Your task: Reproduce exactly the lines below from the one containing "box: [153, 112, 161, 142]" through the one containing "210L119 213L129 210L130", including both, and nothing else.
[Opening Data records section]
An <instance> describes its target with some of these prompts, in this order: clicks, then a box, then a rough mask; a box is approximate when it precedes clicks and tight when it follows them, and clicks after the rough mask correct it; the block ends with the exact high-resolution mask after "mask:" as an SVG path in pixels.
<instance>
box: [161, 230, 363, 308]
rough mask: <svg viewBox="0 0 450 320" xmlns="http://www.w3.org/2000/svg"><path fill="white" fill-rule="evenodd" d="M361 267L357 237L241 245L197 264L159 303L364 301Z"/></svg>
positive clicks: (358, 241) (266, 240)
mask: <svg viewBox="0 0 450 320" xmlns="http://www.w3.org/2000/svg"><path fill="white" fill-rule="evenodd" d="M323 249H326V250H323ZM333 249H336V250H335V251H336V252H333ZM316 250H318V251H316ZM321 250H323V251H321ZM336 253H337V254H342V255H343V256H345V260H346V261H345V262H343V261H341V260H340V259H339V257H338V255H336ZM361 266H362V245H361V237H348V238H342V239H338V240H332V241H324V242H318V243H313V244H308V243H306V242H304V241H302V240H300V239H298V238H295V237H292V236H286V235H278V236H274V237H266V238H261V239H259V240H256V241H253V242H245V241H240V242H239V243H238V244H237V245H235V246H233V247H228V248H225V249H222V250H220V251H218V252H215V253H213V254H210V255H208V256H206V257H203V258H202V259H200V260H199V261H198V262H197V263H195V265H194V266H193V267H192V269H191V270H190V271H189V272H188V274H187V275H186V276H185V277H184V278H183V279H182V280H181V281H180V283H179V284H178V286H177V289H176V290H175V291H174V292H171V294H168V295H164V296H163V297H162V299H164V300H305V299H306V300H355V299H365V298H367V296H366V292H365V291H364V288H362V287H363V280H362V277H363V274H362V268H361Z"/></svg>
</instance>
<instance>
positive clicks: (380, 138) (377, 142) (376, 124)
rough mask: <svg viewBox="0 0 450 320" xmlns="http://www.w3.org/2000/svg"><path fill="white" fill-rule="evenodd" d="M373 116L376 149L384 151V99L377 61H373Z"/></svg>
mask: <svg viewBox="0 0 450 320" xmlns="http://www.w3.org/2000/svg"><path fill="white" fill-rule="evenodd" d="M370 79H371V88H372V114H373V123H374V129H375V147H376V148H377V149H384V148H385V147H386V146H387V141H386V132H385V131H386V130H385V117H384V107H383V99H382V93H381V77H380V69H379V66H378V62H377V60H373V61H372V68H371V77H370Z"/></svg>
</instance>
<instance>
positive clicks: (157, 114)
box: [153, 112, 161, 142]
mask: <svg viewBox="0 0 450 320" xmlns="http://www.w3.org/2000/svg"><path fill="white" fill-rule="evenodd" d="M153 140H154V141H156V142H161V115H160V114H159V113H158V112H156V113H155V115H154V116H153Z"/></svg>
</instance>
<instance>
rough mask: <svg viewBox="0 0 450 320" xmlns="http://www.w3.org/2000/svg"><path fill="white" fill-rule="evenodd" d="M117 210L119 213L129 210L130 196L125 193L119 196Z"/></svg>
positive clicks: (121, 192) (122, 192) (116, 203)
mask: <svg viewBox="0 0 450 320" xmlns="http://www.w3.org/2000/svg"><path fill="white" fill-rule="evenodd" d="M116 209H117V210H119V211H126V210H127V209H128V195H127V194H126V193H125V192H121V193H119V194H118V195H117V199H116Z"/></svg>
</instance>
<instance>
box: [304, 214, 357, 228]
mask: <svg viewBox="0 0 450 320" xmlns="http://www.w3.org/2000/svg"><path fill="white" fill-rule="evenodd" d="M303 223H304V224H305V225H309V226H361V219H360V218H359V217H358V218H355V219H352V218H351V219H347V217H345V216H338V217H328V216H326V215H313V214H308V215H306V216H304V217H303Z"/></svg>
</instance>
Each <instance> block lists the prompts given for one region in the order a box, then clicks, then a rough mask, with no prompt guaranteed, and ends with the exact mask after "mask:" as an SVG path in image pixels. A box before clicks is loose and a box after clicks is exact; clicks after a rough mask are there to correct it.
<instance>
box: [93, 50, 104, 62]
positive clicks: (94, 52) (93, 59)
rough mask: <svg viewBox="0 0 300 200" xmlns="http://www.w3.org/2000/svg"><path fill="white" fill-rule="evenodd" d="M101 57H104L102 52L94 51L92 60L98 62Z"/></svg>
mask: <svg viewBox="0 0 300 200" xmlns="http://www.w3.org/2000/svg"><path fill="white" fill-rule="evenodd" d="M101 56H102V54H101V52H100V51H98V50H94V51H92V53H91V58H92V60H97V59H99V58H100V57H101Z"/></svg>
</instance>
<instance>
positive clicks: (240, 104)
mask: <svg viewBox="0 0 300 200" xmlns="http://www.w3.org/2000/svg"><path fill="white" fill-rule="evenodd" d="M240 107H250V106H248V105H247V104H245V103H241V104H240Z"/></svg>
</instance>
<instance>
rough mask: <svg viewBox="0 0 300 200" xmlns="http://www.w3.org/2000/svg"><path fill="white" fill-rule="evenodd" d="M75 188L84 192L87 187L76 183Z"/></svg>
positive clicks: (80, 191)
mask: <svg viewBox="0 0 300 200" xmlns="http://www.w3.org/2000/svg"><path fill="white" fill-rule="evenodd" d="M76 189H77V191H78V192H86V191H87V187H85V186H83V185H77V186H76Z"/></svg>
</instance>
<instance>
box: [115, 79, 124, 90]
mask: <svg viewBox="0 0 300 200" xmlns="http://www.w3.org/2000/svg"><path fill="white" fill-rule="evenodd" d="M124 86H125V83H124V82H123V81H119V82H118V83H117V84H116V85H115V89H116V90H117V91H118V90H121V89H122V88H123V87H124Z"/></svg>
[Closing Data records section]
Finished task:
box: [153, 112, 161, 142]
mask: <svg viewBox="0 0 450 320" xmlns="http://www.w3.org/2000/svg"><path fill="white" fill-rule="evenodd" d="M153 140H154V141H156V142H161V115H160V114H159V113H158V112H156V113H155V115H154V116H153Z"/></svg>
</instance>
<instance>
rough mask: <svg viewBox="0 0 450 320" xmlns="http://www.w3.org/2000/svg"><path fill="white" fill-rule="evenodd" d="M117 210L119 213L129 210L130 196L125 193L119 196Z"/></svg>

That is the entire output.